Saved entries
• • • • • • •
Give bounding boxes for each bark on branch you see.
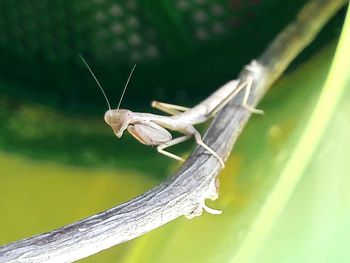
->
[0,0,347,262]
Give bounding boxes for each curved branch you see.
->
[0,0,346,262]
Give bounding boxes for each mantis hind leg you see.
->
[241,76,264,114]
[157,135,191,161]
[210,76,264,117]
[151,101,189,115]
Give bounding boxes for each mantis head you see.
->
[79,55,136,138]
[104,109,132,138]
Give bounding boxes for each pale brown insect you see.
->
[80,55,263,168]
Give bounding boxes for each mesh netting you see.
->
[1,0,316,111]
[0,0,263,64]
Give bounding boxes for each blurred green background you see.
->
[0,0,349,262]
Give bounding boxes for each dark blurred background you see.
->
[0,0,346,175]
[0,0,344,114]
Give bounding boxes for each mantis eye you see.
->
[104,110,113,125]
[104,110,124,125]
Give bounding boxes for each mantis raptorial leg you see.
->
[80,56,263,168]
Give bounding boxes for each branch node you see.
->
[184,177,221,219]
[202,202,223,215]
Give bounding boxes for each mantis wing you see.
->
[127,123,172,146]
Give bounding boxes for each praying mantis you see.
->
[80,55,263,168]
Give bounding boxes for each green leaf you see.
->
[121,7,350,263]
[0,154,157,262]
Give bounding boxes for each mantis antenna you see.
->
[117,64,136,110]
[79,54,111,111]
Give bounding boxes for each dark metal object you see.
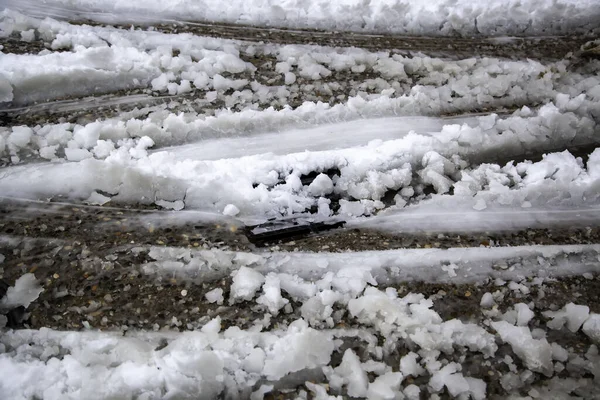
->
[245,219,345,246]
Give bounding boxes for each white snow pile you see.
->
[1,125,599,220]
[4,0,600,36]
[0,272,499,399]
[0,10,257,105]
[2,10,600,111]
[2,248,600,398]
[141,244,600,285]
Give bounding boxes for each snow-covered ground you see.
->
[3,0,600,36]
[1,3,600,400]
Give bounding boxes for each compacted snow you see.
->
• • • • • • •
> _TRY IT_
Output each record precisely as it appears, and drop every picture.

> _WORKED SOLUTION_
Give bounding boxes for each bark on branch you see.
->
[0,0,347,262]
Give bounding boxes for each curved branch you see.
->
[0,0,346,262]
Give bounding boxes for each mantis hind leg you see.
->
[241,76,264,114]
[157,135,191,161]
[210,76,264,117]
[151,101,189,115]
Give bounding boxes for each mantis head you see.
->
[79,55,136,138]
[104,109,132,138]
Give bounding boxes for each pale brown insect you see.
->
[80,55,263,168]
Give bounding boxes for each mesh netting you see.
->
[1,0,316,111]
[0,0,263,64]
Give bounding boxes for each blurred green background you see.
->
[0,0,349,262]
Give bounding boxes for each dark blurred background you see.
->
[0,0,346,175]
[0,0,344,114]
Give bounding boxes for each mantis eye you see.
->
[104,110,113,125]
[104,110,124,125]
Give bounding boxes for each mantis raptorial leg you see.
->
[80,56,263,168]
Give bounding boxes for each branch node you see.
->
[184,177,221,219]
[202,202,223,215]
Give bounding boxes for each mantis wing you see.
->
[127,123,172,146]
Give bounding boxes for each praying mantis you see.
->
[80,55,263,168]
Give bounding boxes for each green leaf you see.
->
[121,7,350,263]
[0,154,157,262]
Give bounding boxes for each mantis antenna you see.
->
[117,64,136,110]
[79,54,111,111]
Give bounding boxes for each dark metal object you see.
->
[245,219,345,246]
Give bounding boxes for each white snow pile you see.
->
[1,125,599,220]
[4,0,600,36]
[0,272,499,399]
[0,10,257,105]
[2,10,600,111]
[2,248,600,398]
[141,244,600,285]
Give bounding boxes for each snow-covered ground you see.
->
[3,0,600,36]
[1,3,600,400]
Give bounding boxes for each compacted snow you see.
->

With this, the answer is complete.